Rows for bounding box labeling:
==============================
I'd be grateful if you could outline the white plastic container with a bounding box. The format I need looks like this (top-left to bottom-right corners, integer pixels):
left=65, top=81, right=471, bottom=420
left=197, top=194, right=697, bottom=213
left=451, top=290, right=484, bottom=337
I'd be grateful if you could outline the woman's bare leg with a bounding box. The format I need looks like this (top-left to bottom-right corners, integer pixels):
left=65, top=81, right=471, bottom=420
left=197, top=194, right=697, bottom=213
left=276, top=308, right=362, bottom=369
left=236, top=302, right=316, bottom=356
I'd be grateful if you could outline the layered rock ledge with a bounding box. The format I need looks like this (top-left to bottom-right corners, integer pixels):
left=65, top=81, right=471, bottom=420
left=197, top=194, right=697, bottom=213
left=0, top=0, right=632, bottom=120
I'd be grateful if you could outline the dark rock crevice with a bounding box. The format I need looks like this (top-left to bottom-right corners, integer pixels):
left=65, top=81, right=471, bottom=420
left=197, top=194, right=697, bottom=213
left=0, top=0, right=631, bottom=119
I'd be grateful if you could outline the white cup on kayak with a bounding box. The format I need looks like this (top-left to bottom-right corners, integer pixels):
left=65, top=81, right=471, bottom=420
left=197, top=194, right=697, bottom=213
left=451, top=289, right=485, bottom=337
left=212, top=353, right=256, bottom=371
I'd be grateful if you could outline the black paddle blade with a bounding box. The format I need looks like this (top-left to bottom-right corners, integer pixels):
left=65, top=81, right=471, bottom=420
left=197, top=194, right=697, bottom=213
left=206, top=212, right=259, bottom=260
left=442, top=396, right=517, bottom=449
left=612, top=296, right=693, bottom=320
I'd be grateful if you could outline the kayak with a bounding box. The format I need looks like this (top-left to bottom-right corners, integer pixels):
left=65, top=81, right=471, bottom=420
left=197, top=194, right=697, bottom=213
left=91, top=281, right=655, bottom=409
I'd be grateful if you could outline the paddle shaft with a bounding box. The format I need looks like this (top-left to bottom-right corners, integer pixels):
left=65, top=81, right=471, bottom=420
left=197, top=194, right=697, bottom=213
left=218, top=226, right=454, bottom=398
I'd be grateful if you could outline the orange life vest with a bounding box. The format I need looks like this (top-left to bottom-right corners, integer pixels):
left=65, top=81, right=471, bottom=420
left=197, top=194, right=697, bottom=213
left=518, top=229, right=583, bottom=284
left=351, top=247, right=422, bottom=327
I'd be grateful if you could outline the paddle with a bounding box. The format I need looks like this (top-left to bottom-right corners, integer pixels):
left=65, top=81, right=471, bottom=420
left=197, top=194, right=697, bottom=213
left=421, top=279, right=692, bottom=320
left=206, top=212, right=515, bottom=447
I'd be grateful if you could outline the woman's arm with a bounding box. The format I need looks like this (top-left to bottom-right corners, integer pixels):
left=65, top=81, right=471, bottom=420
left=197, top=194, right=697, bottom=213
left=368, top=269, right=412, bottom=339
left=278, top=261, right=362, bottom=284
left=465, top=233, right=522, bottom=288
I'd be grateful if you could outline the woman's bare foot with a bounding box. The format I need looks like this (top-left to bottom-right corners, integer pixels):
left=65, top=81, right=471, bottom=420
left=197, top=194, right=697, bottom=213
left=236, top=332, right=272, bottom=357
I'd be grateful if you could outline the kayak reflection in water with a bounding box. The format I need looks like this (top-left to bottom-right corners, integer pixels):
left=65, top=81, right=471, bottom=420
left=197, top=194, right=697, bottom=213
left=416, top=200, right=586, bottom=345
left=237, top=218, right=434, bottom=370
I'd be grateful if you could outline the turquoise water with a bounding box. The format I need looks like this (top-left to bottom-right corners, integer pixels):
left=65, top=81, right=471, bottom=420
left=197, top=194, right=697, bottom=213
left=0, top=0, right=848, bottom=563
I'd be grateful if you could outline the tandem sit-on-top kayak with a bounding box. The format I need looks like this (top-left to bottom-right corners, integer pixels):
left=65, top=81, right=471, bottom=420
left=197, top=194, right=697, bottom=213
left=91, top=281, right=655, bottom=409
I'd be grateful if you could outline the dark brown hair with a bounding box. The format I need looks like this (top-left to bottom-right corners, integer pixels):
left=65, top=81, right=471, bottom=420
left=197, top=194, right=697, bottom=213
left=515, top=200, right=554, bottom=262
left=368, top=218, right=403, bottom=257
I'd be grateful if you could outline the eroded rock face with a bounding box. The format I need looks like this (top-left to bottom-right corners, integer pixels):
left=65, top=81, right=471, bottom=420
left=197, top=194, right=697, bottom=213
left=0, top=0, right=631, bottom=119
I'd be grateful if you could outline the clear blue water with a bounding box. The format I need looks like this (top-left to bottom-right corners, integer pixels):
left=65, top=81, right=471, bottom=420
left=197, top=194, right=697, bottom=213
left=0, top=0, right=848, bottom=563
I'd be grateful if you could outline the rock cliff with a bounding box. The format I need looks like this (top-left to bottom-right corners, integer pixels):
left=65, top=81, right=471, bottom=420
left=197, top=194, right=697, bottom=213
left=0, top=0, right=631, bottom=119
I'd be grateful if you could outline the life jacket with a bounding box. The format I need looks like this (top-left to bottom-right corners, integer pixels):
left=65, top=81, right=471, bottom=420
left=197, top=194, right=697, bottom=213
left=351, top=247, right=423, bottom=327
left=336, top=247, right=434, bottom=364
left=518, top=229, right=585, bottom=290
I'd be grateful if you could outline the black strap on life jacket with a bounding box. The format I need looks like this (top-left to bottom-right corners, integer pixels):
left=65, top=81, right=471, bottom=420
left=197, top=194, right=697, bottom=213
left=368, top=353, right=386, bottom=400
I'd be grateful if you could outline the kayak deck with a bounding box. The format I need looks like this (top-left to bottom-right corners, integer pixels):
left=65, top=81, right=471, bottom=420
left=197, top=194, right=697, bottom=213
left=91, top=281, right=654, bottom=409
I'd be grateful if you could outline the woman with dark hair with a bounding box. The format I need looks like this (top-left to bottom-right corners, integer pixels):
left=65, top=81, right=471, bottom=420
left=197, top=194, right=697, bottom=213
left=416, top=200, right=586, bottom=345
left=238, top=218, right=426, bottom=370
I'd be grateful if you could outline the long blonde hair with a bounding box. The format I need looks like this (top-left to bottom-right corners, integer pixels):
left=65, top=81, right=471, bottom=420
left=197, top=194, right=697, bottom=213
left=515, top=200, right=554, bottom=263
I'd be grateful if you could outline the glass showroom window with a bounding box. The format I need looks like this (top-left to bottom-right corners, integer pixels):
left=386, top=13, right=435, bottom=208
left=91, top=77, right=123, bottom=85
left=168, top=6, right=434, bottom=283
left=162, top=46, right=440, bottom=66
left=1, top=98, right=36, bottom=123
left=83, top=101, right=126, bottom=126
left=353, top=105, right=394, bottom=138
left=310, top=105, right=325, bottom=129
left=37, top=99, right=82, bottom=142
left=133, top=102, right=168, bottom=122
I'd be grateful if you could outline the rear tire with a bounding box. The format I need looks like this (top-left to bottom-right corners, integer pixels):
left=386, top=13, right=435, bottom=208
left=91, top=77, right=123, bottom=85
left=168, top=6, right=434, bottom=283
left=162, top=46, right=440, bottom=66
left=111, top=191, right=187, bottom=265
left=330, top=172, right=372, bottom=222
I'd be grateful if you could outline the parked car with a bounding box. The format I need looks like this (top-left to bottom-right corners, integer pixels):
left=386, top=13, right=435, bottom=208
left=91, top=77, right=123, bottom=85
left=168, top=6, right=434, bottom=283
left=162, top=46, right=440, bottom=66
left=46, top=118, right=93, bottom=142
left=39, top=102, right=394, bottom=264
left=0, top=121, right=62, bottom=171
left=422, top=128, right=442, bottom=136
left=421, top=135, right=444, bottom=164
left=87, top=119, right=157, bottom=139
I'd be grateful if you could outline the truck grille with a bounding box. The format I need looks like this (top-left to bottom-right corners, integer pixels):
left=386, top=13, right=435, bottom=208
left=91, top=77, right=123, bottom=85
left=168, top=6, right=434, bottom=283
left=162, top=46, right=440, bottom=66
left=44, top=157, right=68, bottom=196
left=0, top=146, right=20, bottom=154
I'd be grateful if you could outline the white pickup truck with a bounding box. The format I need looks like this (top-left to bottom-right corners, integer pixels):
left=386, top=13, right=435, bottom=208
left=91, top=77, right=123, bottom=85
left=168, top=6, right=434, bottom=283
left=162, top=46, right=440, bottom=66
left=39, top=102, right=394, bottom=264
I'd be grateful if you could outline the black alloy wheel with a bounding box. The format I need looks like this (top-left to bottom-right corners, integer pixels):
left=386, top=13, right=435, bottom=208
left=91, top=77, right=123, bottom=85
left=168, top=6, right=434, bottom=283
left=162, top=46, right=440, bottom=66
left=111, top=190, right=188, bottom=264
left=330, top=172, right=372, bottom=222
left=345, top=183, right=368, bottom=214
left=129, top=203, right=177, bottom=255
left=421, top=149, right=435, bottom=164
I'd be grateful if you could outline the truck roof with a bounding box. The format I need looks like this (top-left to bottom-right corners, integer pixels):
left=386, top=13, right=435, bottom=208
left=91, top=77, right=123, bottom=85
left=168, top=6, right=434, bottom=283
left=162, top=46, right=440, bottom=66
==============================
▸ **STATED TASK**
Rewrite the rows starting with the line that contains "I'd be grateful if you could outline the paddle shaft" and going on through the line that contains "left=351, top=247, right=422, bottom=327", and include the request lines. Multiply each answer coordinate by 0.55 and round it to a whole number, with halves rounding up. Leave the requests and their format samples as they are.

▸ **PROBLEM SOLUTION**
I'd be grateful if you could outline the paddle shaft with a bounding box. The format I need looks like this (top-left to bottom-right corners, integer pixels):
left=65, top=81, right=471, bottom=420
left=197, top=194, right=697, bottom=213
left=120, top=124, right=250, bottom=219
I'd be grateful if you could outline the orange life vest with a bounding box. The format I need looks like this (top-left to bottom-right corners, integer pixels):
left=65, top=81, right=471, bottom=420
left=197, top=194, right=697, bottom=213
left=285, top=126, right=321, bottom=156
left=193, top=136, right=232, bottom=180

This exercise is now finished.